→ Source document
-- Start --

This notebook shows how to use Elastic Search to index and search through data. We will use a dataset called CMU Book summaries [dataset](http://www.cs.cmu.edu/~dbamman/booksummaries.html). Alternateively, the dataset's link can be found in the `BookSummaries_Link.md` file under the Data folder in Ch7. 

For this code to work, elastic search instance has to be running in the background. 
For this you need to follow these steps :

Docker :
   1. Install Docker
   2. Create Network : docker network create elastic
   3. Pull Image : docker pull docker.elastic.co/elasticsearch/elasticsearch:8.9.1
   4. Run Image : docker run --name elasticsearch --net elastic -p 9200:9200 -p 9300:9300 -e "discovery.type=single-node" -t docker.elastic.co/elasticsearch/elasticsearch:8.9.1
   5. After Running the last command the container will give you the username and password to login, the user most likely be named as "elastic" and password will be given just beside it.

-- End --

→ Dataset content

-- Start --

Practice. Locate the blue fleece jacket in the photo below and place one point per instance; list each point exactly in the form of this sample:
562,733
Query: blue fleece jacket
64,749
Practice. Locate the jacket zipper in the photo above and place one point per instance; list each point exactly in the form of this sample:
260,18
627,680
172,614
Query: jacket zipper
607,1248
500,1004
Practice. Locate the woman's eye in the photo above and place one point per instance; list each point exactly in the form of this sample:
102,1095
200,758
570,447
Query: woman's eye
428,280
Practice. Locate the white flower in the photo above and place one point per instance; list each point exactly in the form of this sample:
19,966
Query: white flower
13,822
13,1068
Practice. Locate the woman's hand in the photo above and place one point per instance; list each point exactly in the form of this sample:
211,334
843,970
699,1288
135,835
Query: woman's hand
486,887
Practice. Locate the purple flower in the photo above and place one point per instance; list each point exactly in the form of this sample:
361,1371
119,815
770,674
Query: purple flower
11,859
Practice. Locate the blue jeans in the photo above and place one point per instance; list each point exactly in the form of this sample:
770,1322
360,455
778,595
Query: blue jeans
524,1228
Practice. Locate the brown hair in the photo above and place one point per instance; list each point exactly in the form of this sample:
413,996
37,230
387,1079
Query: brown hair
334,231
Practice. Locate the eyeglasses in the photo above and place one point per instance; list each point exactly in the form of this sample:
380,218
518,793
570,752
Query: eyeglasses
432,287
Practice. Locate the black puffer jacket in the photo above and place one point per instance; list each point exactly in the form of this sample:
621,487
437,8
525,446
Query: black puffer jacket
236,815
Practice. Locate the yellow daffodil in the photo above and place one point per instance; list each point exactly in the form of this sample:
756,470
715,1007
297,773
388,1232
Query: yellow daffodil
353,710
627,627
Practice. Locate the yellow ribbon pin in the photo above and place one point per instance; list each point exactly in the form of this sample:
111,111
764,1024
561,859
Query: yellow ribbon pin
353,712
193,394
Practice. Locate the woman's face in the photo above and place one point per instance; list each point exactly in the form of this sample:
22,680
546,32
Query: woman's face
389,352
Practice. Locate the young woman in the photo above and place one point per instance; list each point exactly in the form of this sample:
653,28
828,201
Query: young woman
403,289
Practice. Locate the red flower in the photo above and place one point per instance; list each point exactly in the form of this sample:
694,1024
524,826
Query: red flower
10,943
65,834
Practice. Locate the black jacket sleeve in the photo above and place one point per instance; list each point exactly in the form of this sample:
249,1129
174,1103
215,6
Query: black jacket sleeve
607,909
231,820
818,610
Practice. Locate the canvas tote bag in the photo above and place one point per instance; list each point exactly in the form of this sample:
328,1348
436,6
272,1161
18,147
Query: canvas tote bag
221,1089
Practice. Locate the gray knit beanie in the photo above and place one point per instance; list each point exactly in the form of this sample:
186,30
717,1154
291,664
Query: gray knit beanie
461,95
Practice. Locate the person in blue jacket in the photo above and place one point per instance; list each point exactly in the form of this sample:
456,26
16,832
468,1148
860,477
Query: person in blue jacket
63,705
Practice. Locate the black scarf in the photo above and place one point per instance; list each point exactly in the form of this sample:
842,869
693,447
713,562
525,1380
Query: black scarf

-- End --

→ Written request
Reproduce the Elasticsearch notebook text word for word from "This notebook shows" to "folder in Ch7.". Work only from the Elasticsearch notebook text, not the listing.

→ Solution
This notebook shows how to use Elastic Search to index and search through data. We will use a dataset called CMU Book summaries [dataset](http://www.cs.cmu.edu/~dbamman/booksummaries.html). Alternateively, the dataset's link can be found in the `BookSummaries_Link.md` file under the Data folder in Ch7.